╔══

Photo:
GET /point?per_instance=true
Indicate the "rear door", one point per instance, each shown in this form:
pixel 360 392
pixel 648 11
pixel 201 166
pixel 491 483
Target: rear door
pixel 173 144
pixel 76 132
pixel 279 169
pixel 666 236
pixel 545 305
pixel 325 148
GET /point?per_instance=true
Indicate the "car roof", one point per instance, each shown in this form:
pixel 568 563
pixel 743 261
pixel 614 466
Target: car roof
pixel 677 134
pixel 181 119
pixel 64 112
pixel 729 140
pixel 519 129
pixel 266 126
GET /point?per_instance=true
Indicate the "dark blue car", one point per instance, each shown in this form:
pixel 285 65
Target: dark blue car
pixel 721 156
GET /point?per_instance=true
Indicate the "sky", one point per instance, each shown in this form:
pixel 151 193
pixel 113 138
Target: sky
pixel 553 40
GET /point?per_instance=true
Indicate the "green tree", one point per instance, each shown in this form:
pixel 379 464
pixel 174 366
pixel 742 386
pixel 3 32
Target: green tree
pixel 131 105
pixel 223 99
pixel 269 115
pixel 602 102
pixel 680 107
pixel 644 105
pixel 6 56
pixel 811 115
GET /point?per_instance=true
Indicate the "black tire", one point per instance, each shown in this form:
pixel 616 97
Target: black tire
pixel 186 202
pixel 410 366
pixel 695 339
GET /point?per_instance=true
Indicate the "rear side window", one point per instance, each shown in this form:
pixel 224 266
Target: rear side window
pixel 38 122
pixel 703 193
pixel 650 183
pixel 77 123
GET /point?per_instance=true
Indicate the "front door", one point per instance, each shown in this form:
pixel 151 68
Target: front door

╚══

Instructions to follow> Exactly and without omission, set down every entry.

Response to this exercise>
Photo:
GET /point?per_instance=true
Indicate the "rear door", one point per instance, each shown in this form:
pixel 360 392
pixel 648 11
pixel 201 166
pixel 491 483
Target: rear door
pixel 173 144
pixel 76 132
pixel 279 169
pixel 666 236
pixel 545 305
pixel 325 148
GET /point?per_instance=true
Indicate the "car roof", one point per instance, each shown in this form:
pixel 568 563
pixel 743 261
pixel 614 466
Target: car roof
pixel 677 134
pixel 181 119
pixel 64 112
pixel 729 140
pixel 519 129
pixel 266 126
GET /point?per_instance=true
Indicate the "dark blue car", one point per instance, each shown in this form:
pixel 285 65
Target: dark blue car
pixel 721 156
GET /point?per_instance=true
Indicate the "sky", one point per instance, each shown in this form:
pixel 151 193
pixel 113 138
Target: sky
pixel 553 40
GET /point?per_instance=true
Indicate the "green tree", one point per instance, each shown in this form:
pixel 379 464
pixel 174 366
pixel 742 386
pixel 3 32
Target: green tree
pixel 131 105
pixel 223 99
pixel 269 115
pixel 602 102
pixel 680 107
pixel 644 105
pixel 6 56
pixel 811 115
GET /point?per_instance=true
Indicate the "black tire", one point per instance, each shown in this form:
pixel 616 97
Target: black tire
pixel 186 202
pixel 410 366
pixel 695 339
GET /point?per_instance=true
Indicate the "rear side window", one point per instance, each shown in this form:
pixel 224 266
Target: rear side window
pixel 38 122
pixel 703 193
pixel 650 183
pixel 77 123
GET /point?per_instance=true
Indicate the "front door", one point per instance, each shown in this form:
pixel 151 68
Target: front door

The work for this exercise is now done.